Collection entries
======

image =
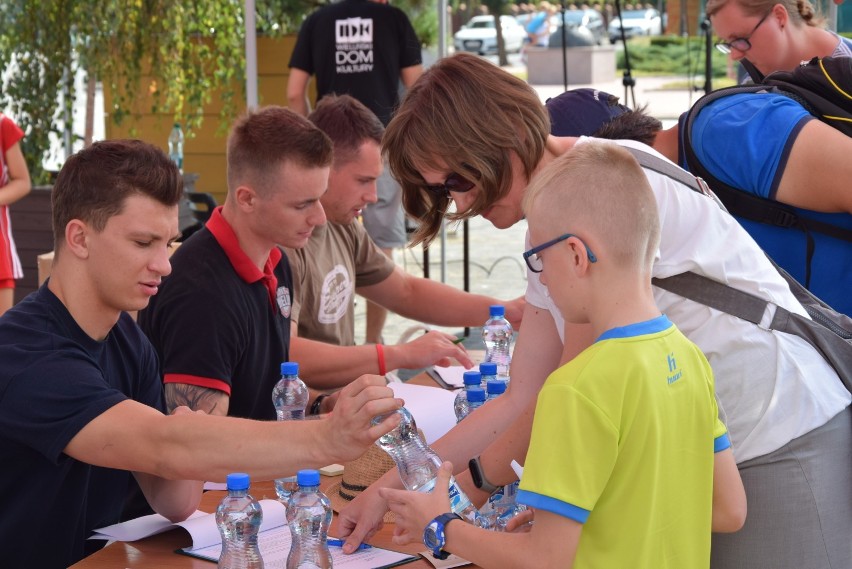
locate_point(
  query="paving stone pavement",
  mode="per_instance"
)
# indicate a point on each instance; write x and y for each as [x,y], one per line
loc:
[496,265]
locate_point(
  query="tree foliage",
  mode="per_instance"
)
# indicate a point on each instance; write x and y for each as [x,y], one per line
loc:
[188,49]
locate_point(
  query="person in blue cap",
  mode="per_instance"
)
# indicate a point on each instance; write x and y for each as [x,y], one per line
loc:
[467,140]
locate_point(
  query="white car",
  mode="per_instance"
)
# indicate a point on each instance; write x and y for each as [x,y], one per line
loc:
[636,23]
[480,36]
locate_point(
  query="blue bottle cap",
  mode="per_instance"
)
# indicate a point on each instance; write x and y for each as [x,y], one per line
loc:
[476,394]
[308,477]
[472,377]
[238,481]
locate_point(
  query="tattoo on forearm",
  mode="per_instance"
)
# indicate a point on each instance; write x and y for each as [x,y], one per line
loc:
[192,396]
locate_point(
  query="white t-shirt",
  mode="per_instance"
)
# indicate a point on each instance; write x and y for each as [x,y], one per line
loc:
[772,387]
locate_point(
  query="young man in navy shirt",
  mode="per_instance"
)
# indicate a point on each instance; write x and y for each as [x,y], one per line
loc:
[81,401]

======

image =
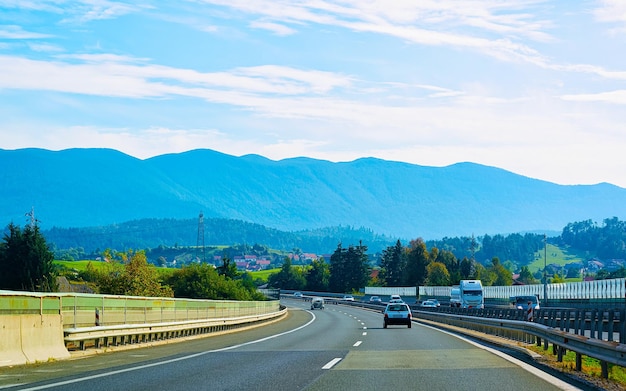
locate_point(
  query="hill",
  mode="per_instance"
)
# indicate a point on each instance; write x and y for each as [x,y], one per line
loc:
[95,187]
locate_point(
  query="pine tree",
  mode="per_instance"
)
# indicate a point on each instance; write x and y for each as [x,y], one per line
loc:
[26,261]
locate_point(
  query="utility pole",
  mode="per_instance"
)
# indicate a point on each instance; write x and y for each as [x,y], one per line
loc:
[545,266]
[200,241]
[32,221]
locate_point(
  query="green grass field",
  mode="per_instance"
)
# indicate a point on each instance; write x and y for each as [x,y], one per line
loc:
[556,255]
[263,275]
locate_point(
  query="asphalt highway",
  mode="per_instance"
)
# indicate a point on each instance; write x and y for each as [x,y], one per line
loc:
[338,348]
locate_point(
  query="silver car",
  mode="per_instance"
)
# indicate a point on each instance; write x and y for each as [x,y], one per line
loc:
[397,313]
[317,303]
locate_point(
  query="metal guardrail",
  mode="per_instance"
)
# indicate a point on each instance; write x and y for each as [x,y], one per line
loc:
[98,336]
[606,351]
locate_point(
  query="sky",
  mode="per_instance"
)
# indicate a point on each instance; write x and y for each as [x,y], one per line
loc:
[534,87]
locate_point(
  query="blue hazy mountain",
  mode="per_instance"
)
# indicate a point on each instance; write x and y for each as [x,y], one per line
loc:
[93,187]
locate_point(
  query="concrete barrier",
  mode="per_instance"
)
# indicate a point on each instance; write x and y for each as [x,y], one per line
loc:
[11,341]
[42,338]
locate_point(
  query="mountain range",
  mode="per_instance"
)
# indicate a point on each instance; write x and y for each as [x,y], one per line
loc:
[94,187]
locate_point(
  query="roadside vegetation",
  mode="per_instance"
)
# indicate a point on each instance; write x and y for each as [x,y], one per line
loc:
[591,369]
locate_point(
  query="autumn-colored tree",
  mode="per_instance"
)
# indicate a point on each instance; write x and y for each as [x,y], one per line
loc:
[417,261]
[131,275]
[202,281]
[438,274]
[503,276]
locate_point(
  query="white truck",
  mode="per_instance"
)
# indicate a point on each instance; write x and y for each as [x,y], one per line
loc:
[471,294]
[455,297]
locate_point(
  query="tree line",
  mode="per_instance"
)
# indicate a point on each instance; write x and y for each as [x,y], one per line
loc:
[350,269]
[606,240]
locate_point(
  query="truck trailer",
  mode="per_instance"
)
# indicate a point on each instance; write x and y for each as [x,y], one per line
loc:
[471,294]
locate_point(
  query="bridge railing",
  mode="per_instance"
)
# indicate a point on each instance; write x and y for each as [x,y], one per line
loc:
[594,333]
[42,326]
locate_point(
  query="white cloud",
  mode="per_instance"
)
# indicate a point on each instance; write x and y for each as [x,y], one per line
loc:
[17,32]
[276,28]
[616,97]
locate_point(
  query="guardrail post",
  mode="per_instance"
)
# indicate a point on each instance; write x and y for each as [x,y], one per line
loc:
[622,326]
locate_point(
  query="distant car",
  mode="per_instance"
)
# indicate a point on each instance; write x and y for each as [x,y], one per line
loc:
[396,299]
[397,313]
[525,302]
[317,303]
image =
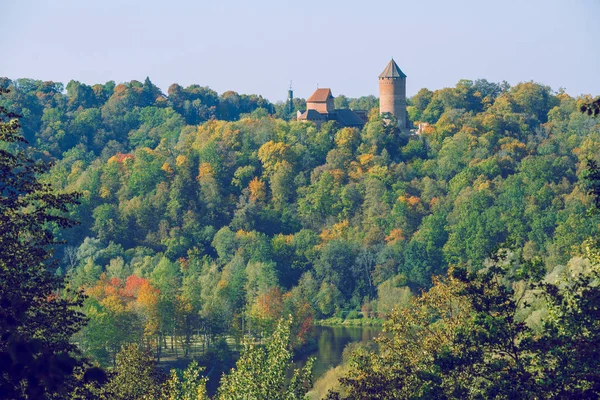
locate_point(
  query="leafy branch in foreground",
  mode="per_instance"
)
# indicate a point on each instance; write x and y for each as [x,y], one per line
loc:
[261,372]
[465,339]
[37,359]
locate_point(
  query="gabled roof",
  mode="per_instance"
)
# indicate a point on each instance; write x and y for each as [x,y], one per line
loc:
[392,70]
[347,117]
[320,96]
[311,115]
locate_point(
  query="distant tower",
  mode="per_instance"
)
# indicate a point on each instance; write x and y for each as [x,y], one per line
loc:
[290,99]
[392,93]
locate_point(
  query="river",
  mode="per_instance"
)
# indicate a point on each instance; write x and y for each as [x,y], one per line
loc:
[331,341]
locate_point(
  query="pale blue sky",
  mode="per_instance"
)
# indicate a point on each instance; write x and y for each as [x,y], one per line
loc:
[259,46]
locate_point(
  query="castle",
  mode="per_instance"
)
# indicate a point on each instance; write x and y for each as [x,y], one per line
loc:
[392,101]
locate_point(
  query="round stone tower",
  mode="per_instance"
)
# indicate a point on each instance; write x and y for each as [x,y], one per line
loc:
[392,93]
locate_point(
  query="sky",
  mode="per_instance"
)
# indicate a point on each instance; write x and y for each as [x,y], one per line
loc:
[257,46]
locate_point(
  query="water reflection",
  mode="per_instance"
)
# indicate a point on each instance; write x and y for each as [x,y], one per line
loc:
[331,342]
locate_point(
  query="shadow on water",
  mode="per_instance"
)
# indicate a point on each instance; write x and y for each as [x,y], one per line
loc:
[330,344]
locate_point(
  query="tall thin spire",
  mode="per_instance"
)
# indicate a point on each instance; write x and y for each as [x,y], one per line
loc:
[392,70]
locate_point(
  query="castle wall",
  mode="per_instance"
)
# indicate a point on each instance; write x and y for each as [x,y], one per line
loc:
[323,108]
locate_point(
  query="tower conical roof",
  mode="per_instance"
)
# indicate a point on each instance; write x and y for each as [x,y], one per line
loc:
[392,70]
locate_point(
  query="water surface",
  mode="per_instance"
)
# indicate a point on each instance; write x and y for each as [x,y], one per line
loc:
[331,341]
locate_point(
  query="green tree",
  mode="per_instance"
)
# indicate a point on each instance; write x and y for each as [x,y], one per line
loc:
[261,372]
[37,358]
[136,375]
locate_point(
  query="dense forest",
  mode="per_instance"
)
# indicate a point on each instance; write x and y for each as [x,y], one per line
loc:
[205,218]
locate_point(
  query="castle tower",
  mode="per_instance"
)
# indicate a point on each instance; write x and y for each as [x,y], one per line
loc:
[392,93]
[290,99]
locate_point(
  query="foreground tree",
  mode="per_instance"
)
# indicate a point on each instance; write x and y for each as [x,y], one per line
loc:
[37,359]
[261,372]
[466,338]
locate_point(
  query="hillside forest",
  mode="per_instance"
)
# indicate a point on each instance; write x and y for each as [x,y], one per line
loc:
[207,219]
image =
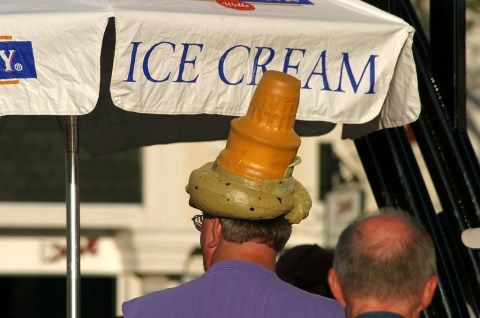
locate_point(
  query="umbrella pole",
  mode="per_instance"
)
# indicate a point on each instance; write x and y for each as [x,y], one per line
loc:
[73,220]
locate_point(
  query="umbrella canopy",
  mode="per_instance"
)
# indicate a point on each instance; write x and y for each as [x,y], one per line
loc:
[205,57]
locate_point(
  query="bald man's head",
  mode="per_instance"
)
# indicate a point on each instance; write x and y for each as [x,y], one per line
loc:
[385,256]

======

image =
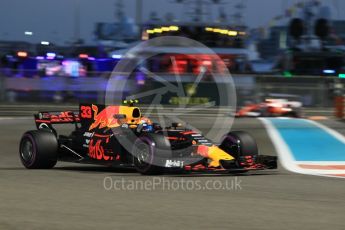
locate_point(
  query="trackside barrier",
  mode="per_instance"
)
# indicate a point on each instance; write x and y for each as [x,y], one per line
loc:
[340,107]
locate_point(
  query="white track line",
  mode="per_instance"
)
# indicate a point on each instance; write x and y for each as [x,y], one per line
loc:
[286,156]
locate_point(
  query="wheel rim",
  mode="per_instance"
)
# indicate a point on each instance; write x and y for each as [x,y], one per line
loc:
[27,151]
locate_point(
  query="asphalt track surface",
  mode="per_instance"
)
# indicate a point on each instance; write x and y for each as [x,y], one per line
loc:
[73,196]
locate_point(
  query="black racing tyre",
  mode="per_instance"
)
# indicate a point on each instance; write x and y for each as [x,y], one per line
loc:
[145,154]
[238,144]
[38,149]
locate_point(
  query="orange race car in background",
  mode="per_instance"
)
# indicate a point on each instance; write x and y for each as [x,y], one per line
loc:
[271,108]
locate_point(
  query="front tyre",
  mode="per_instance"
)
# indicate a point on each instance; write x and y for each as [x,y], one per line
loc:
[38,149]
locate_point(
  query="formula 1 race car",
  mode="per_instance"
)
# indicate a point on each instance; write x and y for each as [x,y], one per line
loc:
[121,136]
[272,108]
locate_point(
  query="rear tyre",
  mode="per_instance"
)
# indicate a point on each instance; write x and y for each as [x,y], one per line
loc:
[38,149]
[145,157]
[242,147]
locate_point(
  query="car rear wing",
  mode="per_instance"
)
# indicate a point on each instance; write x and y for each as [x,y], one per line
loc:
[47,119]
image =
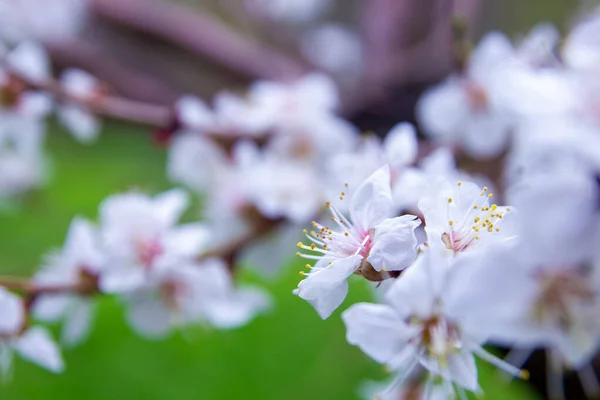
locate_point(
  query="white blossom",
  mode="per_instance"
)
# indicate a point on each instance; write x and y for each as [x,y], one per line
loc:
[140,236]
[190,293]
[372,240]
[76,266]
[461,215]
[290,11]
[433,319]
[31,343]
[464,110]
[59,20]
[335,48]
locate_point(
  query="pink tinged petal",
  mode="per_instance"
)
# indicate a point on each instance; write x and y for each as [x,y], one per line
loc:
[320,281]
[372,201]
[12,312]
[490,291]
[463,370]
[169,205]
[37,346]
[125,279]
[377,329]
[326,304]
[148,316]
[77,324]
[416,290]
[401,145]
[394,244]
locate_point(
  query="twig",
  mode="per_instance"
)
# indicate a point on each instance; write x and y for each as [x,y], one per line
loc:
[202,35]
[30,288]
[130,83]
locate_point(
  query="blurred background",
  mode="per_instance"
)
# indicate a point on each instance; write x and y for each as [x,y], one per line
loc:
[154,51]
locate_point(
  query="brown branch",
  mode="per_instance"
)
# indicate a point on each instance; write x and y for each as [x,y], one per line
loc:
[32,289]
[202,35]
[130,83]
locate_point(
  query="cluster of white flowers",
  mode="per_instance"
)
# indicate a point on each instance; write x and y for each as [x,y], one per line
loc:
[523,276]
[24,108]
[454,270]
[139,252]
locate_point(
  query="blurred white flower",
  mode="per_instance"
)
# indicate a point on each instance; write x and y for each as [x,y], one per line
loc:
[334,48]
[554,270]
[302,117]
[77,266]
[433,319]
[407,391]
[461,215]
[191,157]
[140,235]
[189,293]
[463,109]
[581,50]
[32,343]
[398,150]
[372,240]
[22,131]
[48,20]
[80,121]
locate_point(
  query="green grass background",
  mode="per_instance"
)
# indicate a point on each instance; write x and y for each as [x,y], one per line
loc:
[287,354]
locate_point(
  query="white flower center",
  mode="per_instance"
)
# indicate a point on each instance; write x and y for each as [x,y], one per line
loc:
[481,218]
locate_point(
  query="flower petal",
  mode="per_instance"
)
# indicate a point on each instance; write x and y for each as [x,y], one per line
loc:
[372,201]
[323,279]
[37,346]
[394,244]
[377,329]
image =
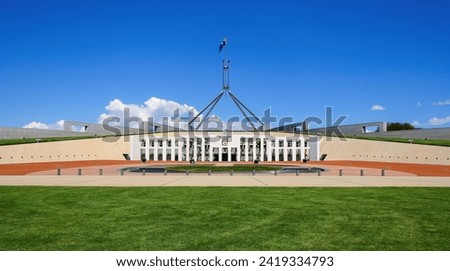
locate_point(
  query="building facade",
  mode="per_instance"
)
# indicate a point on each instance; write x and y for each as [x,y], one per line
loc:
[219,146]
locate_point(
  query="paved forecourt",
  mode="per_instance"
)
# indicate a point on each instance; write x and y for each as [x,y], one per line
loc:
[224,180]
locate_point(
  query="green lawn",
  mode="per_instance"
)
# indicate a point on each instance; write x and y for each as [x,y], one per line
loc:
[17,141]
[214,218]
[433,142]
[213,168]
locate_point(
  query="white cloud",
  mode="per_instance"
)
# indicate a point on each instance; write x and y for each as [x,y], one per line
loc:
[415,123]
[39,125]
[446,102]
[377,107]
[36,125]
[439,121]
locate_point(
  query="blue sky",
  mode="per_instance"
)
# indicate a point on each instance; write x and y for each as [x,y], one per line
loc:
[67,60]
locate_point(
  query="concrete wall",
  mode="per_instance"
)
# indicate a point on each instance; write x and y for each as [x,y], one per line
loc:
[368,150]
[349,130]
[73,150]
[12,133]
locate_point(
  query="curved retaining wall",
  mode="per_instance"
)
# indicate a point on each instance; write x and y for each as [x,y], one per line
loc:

======

Pull out every line of the data above that contains the word "water", and list those lines in the order they appear.

  query="water reflection",
  query="shadow on water",
  query="water surface",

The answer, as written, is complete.